» WHAT IS BEING ASKED: Output the material below in full, exactly as it is.

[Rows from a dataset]
--- start ---
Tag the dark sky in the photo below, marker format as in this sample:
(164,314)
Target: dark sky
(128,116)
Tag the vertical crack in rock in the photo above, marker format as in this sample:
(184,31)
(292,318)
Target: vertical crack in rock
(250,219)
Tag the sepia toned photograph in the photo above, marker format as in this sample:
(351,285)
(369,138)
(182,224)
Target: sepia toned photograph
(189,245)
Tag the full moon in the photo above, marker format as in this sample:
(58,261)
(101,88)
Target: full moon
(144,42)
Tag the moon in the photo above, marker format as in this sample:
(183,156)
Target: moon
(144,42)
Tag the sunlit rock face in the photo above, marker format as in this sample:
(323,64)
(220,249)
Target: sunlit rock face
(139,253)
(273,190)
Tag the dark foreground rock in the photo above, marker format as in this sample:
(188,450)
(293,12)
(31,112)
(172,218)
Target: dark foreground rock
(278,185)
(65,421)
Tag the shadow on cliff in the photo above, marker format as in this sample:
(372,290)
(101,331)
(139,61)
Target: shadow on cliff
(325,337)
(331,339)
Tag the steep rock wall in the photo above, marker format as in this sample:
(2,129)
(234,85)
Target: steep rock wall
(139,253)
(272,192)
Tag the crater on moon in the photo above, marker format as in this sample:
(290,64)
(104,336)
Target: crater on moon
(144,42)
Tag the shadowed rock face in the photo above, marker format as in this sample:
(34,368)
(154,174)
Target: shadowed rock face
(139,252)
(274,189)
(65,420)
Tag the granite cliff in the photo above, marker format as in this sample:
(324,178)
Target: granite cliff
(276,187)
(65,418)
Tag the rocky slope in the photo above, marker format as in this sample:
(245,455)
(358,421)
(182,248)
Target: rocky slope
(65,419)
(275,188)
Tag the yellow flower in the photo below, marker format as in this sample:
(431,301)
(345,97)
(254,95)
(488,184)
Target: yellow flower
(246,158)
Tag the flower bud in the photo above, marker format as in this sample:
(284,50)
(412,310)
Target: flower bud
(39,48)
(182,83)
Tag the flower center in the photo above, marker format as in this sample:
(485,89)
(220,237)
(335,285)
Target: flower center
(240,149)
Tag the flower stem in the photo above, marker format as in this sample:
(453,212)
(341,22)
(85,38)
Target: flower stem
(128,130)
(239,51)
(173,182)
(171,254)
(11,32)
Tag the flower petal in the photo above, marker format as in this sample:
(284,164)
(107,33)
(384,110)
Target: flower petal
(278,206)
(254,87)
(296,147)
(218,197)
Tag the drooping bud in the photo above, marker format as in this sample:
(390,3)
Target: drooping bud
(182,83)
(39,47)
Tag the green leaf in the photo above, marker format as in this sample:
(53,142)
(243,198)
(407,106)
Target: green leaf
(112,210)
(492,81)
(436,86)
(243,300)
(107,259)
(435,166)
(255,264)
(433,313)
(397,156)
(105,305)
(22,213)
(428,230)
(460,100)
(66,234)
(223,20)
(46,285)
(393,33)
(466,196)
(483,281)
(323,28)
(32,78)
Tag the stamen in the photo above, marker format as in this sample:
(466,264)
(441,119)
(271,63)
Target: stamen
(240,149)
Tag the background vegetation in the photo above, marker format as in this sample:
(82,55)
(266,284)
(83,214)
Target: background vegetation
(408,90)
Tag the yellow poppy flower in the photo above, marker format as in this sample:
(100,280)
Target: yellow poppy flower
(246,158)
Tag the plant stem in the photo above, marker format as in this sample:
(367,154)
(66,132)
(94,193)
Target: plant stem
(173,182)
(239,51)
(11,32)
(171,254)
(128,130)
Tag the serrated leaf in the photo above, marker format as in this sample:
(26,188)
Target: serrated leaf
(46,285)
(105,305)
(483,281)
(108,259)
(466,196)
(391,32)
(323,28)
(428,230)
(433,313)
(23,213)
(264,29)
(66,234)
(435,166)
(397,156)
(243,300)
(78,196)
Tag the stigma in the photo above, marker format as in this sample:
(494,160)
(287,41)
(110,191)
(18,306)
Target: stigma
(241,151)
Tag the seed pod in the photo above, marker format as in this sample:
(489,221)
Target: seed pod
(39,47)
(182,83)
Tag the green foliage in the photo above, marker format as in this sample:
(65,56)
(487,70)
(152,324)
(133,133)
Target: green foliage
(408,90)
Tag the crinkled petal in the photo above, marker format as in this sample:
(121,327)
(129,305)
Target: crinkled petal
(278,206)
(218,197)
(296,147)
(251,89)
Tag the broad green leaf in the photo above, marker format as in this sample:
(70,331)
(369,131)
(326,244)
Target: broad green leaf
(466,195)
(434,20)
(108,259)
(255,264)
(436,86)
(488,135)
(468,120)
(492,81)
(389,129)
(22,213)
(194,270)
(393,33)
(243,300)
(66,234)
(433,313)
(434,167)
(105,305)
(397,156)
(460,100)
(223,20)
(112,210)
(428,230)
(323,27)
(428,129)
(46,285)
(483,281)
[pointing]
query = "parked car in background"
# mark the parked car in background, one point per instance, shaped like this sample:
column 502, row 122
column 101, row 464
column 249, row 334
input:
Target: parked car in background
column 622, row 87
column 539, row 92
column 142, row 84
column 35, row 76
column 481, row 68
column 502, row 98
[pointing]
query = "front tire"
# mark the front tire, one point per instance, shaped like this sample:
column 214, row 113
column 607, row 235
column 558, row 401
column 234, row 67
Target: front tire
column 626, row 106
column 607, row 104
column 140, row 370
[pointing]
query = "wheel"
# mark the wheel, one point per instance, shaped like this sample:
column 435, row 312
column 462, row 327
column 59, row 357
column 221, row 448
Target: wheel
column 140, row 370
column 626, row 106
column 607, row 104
--- end ---
» TASK SOLUTION:
Tag the dark sky in the photo below, marker format as in this sample:
(164,314)
Target: dark sky
(128,116)
Tag the vertical crack in rock in the photo above, marker format as in this sample:
(184,31)
(292,318)
Target: vertical crack in rock
(250,219)
Tag the sepia toned photograph in the photo above, marker format as in this sample:
(351,285)
(369,138)
(182,224)
Target: sepia toned photograph
(189,245)
Tag the full moon in the photo above, marker format as in this sample:
(58,261)
(101,88)
Target: full moon
(144,42)
Tag the moon in the photo above, marker format as in this sample:
(183,156)
Target: moon
(144,42)
Tag the sunlit rock face in the photo above, marker format as in this sample:
(323,64)
(220,249)
Target: sunlit rock face
(139,253)
(273,190)
Tag the dark foreground rock in the photo above, marker format as in this sample:
(188,450)
(293,12)
(31,112)
(172,218)
Target: dark foreground rock
(278,185)
(65,421)
Tag the shadow on cliff in the photo above, marker format as in this sample:
(372,290)
(101,331)
(139,61)
Target: shadow on cliff
(325,337)
(331,339)
Tag the steep rock wall in the photo above, marker format as in this sample:
(2,129)
(234,85)
Target: steep rock wall
(139,253)
(272,192)
Tag the crater on moon in the photo above, marker format as in this sample:
(290,64)
(104,336)
Target: crater on moon
(144,42)
Tag the shadowed rock face in the photo above, marker format as in this sample:
(34,368)
(154,174)
Target: shadowed rock face
(139,252)
(274,189)
(65,420)
Tag the granite cliff in the photo above, marker format as in this sample:
(324,178)
Target: granite cliff
(276,187)
(65,418)
Tag the rocky slope in the photo above, marker format as in this sample:
(245,455)
(358,421)
(182,248)
Target: rocky slope
(65,419)
(275,188)
Tag the yellow flower in the photo below, marker format as in this sample:
(431,301)
(345,97)
(254,95)
(488,184)
Target: yellow flower
(246,158)
Tag the flower bud in the photo above, marker format as in this sample:
(284,50)
(412,310)
Target: flower bud
(39,48)
(182,83)
Tag the flower center in the photo above, marker format as in this sample:
(485,89)
(220,237)
(335,285)
Target: flower center
(240,149)
Tag the flower stem in the photo above, marker format as in this sample:
(453,212)
(341,22)
(85,38)
Target: flower stem
(128,130)
(239,51)
(173,182)
(171,254)
(11,32)
Tag the flower petal in the photo above, marker format as in this sample:
(284,164)
(107,33)
(384,110)
Target: flower petal
(278,206)
(254,87)
(296,147)
(218,197)
Tag the drooping bud in the photo above, marker format as in this sample:
(390,3)
Target: drooping bud
(182,83)
(39,47)
Tag the green leaf in the photo above, marker format as in this sample:
(53,142)
(243,198)
(407,106)
Target: green leaf
(112,210)
(492,81)
(436,86)
(243,300)
(107,259)
(435,166)
(255,264)
(433,313)
(397,156)
(105,305)
(22,213)
(428,230)
(460,100)
(66,234)
(223,20)
(46,285)
(393,33)
(466,196)
(483,281)
(323,28)
(32,78)
Tag the stamen in the photo above, marker format as in this sample:
(466,264)
(441,119)
(271,63)
Target: stamen
(240,149)
Tag the background vegetation in the photo above, marker format as in this sample:
(82,55)
(266,284)
(83,214)
Target: background vegetation
(408,90)
Tag the yellow poppy flower in the photo above, marker format as in this sample:
(100,280)
Target: yellow poppy flower
(246,158)
Tag the plant stem in the photo above, marker format as in this sample:
(367,154)
(66,132)
(94,193)
Target: plant stem
(173,182)
(239,51)
(11,32)
(171,254)
(128,130)
Tag the serrated leaf in the photo above, marker format as in this sample:
(26,188)
Target: serrated leaf
(46,285)
(105,305)
(483,281)
(108,259)
(466,196)
(391,32)
(323,28)
(428,230)
(433,313)
(23,213)
(264,29)
(66,234)
(435,166)
(397,156)
(243,300)
(78,196)
Tag the stigma in the photo above, marker format as in this sample:
(494,160)
(287,41)
(110,191)
(18,306)
Target: stigma
(241,151)
Tag the seed pod in the photo above, marker format as in this sample:
(489,221)
Target: seed pod
(39,47)
(182,83)
Tag the green foliage in the photo above, marker format as in this sample:
(65,56)
(487,70)
(152,324)
(133,133)
Target: green foliage
(408,90)
Tag the crinkled petal in the photo above, marker format as in this sample:
(121,327)
(129,305)
Target: crinkled petal
(278,206)
(218,197)
(296,147)
(251,89)
Tag the broad green leaf in the photo above, marker format as in this sample:
(70,331)
(369,131)
(326,244)
Target: broad green leaf
(466,195)
(434,20)
(108,259)
(255,264)
(436,86)
(488,135)
(468,120)
(492,81)
(389,129)
(22,213)
(194,270)
(393,33)
(243,300)
(66,234)
(433,313)
(434,167)
(105,305)
(397,156)
(460,100)
(223,20)
(112,210)
(428,230)
(323,27)
(428,129)
(46,285)
(483,281)
[pointing]
query = "parked car in background"
# mark the parked car in background, one point per instance, shaped like this sample:
column 502, row 122
column 101, row 464
column 249, row 334
input:
Target: parked car in background
column 622, row 87
column 539, row 92
column 142, row 84
column 35, row 76
column 481, row 68
column 502, row 98
[pointing]
query = "front tire"
# mark the front tire, one point per instance, shaped like this sample:
column 214, row 113
column 607, row 235
column 558, row 401
column 234, row 67
Target: front tire
column 626, row 106
column 607, row 104
column 140, row 370
[pointing]
query = "wheel"
# mark the wheel, one point per instance, shaped like this sample:
column 435, row 312
column 462, row 327
column 59, row 357
column 221, row 448
Target: wheel
column 140, row 370
column 626, row 106
column 607, row 104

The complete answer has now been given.